Note:
Data engineering is available in Insights desktop. All Insights in ArcGIS Online and Insights in ArcGIS Enterprise users have access to Insights desktop. For more information, see Introduction to ArcGIS Insights.
Data engineering is currently in Preview.
Column tools are used to make changes to data in a specific column and are accessed from individual columns in the tables below the data model. Column tools are added to the data model after they are applied.
Convert data type
Data types are applied to every column in Insights. Depending on the formatting of the input data, the default data type may not be correct for all columns. For example, .csv files do not support date/time formatting, so all date/time columns will be imported as strings.
Columns can be converted to string, integer, double, or date/time data types using the Convert data type tool.
Complete the following steps to convert the data type:
- Open a data workbook in Insights desktop and add data if necessary.
- Click the arrow next to a column name to expand the column tools menu.
Note:
If the view is model or map only, click the Show table button .
******************************
> _Exercise directions_:
Summarize the help page above in two sentences.
******************************
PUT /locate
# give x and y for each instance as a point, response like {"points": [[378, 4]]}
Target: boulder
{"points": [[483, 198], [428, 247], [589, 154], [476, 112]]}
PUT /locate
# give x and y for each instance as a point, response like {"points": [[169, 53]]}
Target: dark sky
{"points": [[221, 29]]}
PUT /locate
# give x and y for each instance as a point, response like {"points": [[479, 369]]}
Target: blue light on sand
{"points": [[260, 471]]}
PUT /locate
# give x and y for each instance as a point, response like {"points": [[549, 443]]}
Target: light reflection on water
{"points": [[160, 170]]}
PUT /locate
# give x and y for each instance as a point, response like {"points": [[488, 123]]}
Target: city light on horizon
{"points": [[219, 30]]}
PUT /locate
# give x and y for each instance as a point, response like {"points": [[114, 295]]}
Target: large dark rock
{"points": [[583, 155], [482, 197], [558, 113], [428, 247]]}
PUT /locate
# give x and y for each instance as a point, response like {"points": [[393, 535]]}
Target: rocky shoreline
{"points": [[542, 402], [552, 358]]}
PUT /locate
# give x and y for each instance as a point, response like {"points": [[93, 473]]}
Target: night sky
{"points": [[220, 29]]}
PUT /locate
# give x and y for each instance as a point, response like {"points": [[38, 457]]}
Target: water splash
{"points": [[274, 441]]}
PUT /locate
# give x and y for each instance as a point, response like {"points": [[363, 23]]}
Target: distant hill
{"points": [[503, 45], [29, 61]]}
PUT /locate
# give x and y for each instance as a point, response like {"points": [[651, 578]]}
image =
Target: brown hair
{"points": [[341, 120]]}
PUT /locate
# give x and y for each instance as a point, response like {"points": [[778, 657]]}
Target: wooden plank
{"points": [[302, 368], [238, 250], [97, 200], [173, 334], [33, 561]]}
******************************
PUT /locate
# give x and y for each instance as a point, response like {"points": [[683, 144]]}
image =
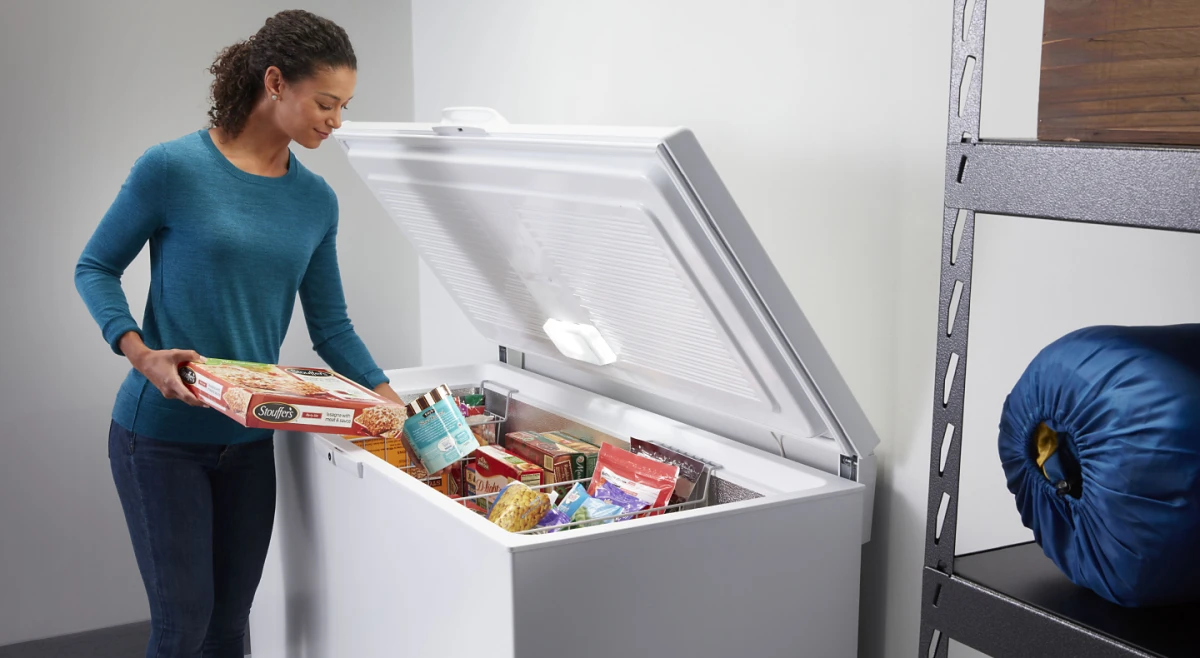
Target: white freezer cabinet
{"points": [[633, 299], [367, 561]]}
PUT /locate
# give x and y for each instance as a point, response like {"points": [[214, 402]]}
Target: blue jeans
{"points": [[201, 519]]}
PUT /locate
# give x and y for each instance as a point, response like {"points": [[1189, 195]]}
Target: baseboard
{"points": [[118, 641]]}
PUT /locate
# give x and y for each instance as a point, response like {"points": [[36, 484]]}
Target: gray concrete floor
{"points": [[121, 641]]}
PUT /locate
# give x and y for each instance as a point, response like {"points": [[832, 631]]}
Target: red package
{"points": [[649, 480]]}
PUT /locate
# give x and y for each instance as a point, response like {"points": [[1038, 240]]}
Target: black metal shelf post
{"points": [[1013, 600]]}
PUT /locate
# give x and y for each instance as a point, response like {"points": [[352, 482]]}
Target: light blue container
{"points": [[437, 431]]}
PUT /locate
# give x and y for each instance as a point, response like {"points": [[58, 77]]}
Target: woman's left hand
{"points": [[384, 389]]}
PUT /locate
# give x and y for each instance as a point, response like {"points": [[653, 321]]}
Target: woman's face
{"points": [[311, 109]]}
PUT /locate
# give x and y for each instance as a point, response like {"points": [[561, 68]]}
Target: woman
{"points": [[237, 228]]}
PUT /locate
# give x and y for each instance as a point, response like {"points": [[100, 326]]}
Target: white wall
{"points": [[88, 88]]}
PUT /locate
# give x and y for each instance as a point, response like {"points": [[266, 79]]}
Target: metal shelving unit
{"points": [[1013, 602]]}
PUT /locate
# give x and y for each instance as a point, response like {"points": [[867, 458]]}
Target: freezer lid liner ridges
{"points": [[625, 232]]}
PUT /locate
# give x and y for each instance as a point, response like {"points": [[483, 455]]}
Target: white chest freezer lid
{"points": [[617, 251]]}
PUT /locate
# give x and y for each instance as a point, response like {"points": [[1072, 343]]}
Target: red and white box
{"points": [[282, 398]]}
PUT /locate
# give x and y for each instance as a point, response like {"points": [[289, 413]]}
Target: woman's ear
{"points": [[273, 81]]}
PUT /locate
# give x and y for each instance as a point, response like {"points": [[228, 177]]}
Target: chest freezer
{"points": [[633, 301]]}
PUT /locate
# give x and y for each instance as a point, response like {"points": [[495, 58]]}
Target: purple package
******************************
> _Written response_:
Column tools in Insights desktop, where data engineering is currently in Preview, change data in a specific column and are added to the data model once applied. A column's default data type may be incorrect depending on the input formatting (for example, date/time columns from .csv files are imported as strings), and the Convert data type tool can change columns to string, integer, double, or date/time.